::: Material to process :::

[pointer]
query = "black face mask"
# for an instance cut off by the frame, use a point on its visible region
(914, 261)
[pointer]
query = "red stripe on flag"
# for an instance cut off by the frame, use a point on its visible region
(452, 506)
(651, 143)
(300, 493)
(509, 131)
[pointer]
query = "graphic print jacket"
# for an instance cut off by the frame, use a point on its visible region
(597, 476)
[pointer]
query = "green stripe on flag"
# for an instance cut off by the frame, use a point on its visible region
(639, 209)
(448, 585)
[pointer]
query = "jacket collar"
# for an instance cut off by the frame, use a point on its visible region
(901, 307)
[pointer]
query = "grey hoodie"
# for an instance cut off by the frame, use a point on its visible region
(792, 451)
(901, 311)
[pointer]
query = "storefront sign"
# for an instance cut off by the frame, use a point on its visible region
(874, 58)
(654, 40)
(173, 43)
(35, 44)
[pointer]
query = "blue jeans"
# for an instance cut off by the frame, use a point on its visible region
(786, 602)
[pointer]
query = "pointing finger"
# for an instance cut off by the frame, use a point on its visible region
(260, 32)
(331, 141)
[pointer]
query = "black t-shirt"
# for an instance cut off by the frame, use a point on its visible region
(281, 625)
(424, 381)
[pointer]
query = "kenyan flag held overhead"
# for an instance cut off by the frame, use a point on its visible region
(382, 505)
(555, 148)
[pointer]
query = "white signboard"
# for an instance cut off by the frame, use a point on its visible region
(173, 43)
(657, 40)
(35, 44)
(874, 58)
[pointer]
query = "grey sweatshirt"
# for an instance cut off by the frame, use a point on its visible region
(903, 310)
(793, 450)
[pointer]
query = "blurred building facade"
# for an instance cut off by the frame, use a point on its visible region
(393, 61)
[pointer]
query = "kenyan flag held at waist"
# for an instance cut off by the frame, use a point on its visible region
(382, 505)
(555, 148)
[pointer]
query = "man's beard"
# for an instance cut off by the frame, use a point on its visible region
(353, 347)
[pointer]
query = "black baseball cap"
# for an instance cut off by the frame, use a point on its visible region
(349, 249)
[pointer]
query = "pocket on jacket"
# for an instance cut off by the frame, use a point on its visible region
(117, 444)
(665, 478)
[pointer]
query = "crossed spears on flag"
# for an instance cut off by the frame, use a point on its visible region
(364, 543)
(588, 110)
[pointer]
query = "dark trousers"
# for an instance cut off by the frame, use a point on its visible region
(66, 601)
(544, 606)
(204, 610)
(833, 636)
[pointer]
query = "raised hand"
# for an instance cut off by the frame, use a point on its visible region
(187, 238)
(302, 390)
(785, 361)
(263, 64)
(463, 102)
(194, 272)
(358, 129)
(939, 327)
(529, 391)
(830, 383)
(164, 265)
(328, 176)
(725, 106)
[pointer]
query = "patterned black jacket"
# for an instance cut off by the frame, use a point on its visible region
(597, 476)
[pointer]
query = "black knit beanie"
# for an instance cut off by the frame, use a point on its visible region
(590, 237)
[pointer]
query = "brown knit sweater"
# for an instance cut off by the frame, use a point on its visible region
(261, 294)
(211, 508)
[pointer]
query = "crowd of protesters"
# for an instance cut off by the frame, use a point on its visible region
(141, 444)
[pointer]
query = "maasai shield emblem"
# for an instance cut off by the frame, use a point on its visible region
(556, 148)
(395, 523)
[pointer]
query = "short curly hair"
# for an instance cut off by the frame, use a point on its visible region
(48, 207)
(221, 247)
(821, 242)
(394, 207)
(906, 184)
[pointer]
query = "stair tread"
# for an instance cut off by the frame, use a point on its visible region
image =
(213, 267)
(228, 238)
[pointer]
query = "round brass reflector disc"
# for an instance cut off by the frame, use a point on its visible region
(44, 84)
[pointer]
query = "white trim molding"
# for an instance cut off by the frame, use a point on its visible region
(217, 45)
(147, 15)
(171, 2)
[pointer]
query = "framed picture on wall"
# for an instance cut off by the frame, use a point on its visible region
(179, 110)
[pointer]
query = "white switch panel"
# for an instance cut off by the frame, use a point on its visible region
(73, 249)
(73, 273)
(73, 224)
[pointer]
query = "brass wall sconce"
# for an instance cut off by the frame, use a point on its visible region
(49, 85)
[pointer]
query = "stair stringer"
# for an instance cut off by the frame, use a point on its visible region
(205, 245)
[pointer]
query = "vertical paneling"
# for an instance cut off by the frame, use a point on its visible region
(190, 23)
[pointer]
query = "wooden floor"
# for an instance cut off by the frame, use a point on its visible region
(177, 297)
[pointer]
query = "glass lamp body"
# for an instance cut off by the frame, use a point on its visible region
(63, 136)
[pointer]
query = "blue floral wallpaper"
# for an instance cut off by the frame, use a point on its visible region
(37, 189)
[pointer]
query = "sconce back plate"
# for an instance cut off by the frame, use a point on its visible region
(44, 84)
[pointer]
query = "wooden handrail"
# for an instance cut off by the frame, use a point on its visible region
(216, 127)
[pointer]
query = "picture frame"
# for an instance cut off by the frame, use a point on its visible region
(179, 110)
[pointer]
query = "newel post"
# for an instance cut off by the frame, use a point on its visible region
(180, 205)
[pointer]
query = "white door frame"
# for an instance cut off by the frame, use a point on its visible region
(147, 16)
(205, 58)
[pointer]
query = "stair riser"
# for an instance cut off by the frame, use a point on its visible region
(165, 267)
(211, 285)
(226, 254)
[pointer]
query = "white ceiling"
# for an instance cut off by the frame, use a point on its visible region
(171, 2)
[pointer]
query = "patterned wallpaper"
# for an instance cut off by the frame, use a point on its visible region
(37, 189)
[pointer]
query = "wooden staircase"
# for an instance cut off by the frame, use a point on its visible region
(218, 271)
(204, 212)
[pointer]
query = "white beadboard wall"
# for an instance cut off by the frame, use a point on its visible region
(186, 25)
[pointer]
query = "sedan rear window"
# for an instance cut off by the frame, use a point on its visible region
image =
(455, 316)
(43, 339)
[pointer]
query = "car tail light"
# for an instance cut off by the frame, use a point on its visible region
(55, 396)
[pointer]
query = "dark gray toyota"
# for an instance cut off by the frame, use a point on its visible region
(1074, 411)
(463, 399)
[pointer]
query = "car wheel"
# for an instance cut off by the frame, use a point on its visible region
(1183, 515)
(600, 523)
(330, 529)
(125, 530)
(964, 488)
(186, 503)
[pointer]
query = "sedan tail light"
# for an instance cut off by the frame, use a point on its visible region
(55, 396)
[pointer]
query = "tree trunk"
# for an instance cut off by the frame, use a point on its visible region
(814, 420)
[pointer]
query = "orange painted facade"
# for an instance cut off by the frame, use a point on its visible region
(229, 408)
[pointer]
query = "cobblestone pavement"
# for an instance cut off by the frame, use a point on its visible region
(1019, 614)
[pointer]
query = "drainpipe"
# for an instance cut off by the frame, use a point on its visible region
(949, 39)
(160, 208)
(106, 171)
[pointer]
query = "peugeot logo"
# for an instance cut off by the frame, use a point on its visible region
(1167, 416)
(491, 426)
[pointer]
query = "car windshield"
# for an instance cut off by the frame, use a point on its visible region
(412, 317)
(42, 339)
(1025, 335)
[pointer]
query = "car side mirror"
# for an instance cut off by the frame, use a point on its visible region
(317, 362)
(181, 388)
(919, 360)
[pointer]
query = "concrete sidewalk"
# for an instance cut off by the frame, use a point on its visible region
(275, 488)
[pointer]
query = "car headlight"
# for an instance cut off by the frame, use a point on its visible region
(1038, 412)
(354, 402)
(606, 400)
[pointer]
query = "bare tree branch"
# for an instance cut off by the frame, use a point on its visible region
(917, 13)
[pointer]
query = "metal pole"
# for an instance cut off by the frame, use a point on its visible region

:::

Write down all of the records again, word for word.

[pointer]
query = "black face mask"
# for an instance cut off by the frame, use a point on its visible region
(914, 261)
[pointer]
query = "red stripe on flag"
# for an instance cut off by the frame, use a point on its visible region
(452, 506)
(651, 143)
(300, 493)
(509, 131)
[pointer]
query = "graphic print jacket"
# for an instance cut off by the frame, use a point on its visible region
(597, 476)
[pointer]
query = "green stripe on flag"
# for an instance cut off by the frame, use a point on its visible region
(639, 209)
(448, 585)
[pointer]
query = "jacket collar"
# for an instance cut off by the frame, use a point on its visible region
(901, 307)
[pointer]
query = "grey hoodie"
# for an instance cut off by the frame, use a point on its visible region
(792, 451)
(901, 311)
[pointer]
query = "storefront sign"
# for an instance cut off by the frame, use a point on its visible region
(874, 58)
(654, 40)
(173, 43)
(35, 44)
[pointer]
query = "blue jeans"
# for an instance cut off by the frame, use a point on its visible region
(786, 602)
[pointer]
query = "pointing finger"
# for an instance cut off by the frame, use a point on its visible region
(260, 32)
(331, 141)
[pointer]
query = "black t-shirt"
# for an instance cut off by the frame, use a point on its visible region
(281, 625)
(424, 381)
[pointer]
query = "kenyan flag held overhead"
# for an instance cut off by the frame, use a point on its visible region
(382, 505)
(555, 148)
[pointer]
query = "white signboard"
# for an instance cut off by the frame, use a point on its visible region
(173, 43)
(657, 40)
(35, 44)
(874, 58)
[pointer]
query = "grey sweatshirt"
# for an instance cut off by the frame, use a point on its visible region
(903, 310)
(793, 450)
[pointer]
query = "blurred building facade"
# for an instance cut off by the frame, use a point on its visible region
(393, 61)
[pointer]
query = "kenyan flag held at waist"
# for an instance cut off by the frame, use a point on its visible region
(382, 505)
(555, 148)
[pointer]
query = "man's beard"
# for an instance cut off by the frame, use a point on its visible region
(353, 347)
[pointer]
query = "black baseball cap"
# for an instance cut off by the frame, use a point on its visible region
(349, 249)
[pointer]
query = "pocket on jacket"
# for an instance cut off by the frame, use a point on its visible region
(117, 444)
(665, 478)
[pointer]
query = "crossed spears on flag"
# for an instance cut off by the frame, use a point on its visible region
(364, 543)
(588, 110)
[pointer]
query = "dark trousers"
# for an instance cut off by the frame, use a point on its visible region
(66, 601)
(544, 606)
(204, 610)
(833, 636)
[pointer]
query = "raised hand"
# for an instance cut off by the frame, use a point on its visible region
(187, 238)
(302, 390)
(785, 361)
(263, 64)
(463, 102)
(194, 272)
(358, 129)
(939, 327)
(529, 391)
(830, 383)
(164, 265)
(328, 176)
(725, 106)
[pointer]
query = "patterned black jacket"
# for an instance cut off by the frame, use a point on its visible region
(597, 476)
[pointer]
query = "black knit beanie"
# for an instance cut off by the frame, use a point on its visible region
(590, 237)
[pointer]
query = "brown knit sweater"
# for an instance cut off by the frame, use a point on its visible region
(261, 294)
(211, 508)
[pointer]
query = "crowd of protesters"
# for an instance cut off by the frame, use a point on its visible region
(141, 444)
[pointer]
query = "maasai shield emblem"
# for an instance cut off by the frame, use a point on its visible region
(556, 148)
(395, 523)
[pointer]
query = "short curly hair"
# for an instance cut off by the frame, use a point on its visible region
(48, 207)
(221, 247)
(821, 242)
(394, 207)
(906, 184)
[pointer]
query = "stair tread"
# for an instance cut off by the frame, use a point on its visible region
image =
(213, 267)
(228, 238)
[pointer]
query = "round brass reflector disc"
# for an instance cut off by the frame, use a point on its visible region
(44, 84)
[pointer]
query = "white trim molding"
# for an instance cut off by the frame, use a point on its visible region
(217, 45)
(147, 15)
(171, 2)
[pointer]
query = "framed picture on wall"
# for an instance cut off by the frame, use a point on its visible region
(179, 110)
[pointer]
query = "white switch panel"
# for an instance cut off by the frame, use a point on its visible region
(73, 249)
(73, 273)
(73, 224)
[pointer]
query = "brass wall sconce"
# for an instance cut off by the frame, use a point on its visible region
(49, 85)
[pointer]
query = "stair stringer"
# for an instance cut off by the frame, use a point on its visible region
(205, 245)
[pointer]
query = "vertical paneling"
# for an instance cut off by the frame, use a point on its visible region
(190, 23)
[pointer]
query = "wooden floor"
# for an instance cut off by the frame, use a point on its visible region
(177, 297)
[pointer]
query = "glass lamp body"
# for an instance cut off by the frame, use a point on its visible region
(63, 136)
[pointer]
query = "blue floral wallpaper"
# for an instance cut off by the frame, use a point on its visible region
(37, 189)
[pointer]
query = "sconce back plate"
# for an instance cut off by the frame, use a point on its visible region
(44, 84)
[pointer]
query = "wooden handrail"
# for an instance cut off by the frame, use a point on its visible region
(216, 127)
[pointer]
query = "picture frame"
# for an instance cut off by the frame, use a point on its visible region
(179, 110)
[pointer]
query = "newel post"
# for an instance cut off by the frame, use a point on its visible region
(180, 205)
[pointer]
query = "white door frame"
# for an instance cut off by the frame, use a point on its visible region
(147, 16)
(205, 58)
[pointer]
query = "stair riser"
# for an instance cut off by the frame, use a point on its visible region
(165, 267)
(211, 285)
(226, 254)
[pointer]
query = "white ceiling"
# for an instance cut off by the frame, use a point on its visible region
(171, 2)
[pointer]
query = "patterned wallpaper"
# for an instance cut off by the frame, use a point on its visible region
(37, 189)
[pointer]
query = "wooden staircase"
# for an instance cut off by the frame, use a point on its visible region
(218, 271)
(204, 212)
[pointer]
query = "white beadboard wall"
# for an instance cut off by the frame, use a point on its visible region
(186, 25)
[pointer]
query = "sedan rear window"
# for an instance cut off by the frame, use a point on its visible region
image =
(455, 316)
(43, 339)
[pointer]
query = "car tail light"
# for an instance cut off by the frame, use a point on its visible region
(55, 396)
[pointer]
query = "dark gray toyota"
# for an instance cut off by the frame, use a point on its visible region
(1074, 411)
(463, 399)
[pointer]
query = "car wheel"
# for an instance cut off by the frame, use a point on its visible region
(1183, 515)
(600, 523)
(330, 529)
(125, 530)
(964, 488)
(186, 503)
[pointer]
query = "sedan tail light"
# for an instance cut off by the frame, use a point on its visible region
(55, 396)
[pointer]
query = "tree trunk"
# for an instance cut off by the frame, use a point on its visible region
(814, 420)
[pointer]
query = "orange painted facade"
# for an instance cut off by the frame, use a point on its visible region
(229, 408)
[pointer]
query = "cobblestone pavement"
# for an instance cut off by the frame, use a point on its visible region
(1019, 614)
[pointer]
query = "drainpipe"
# for an instance cut off by the frame, use a point on its visible region
(949, 39)
(160, 208)
(106, 171)
[pointer]
query = "peugeot logo"
# for an instance cut off by the frame, use a point on its visible region
(1167, 416)
(491, 426)
[pointer]
query = "car windshield"
# for an instance cut off by the frame, use a point on its visible region
(412, 317)
(42, 339)
(1025, 335)
[pointer]
query = "car side mirror"
# for an instance cut off by the frame, use a point on its visible region
(317, 362)
(181, 388)
(919, 360)
[pointer]
query = "concrete sidewalk"
# for an instance cut off by the frame, use a point on its visible region
(275, 488)
[pointer]
query = "car headlight"
# for an instance cut off by the frame, use a point on its visible region
(1038, 412)
(354, 402)
(606, 400)
[pointer]
query = "bare tree branch"
# for an instance cut off by the frame, use a point on its visible region
(917, 13)
[pointer]
query = "metal pole"
# for an instance cut off by the frame, use a point on its visible region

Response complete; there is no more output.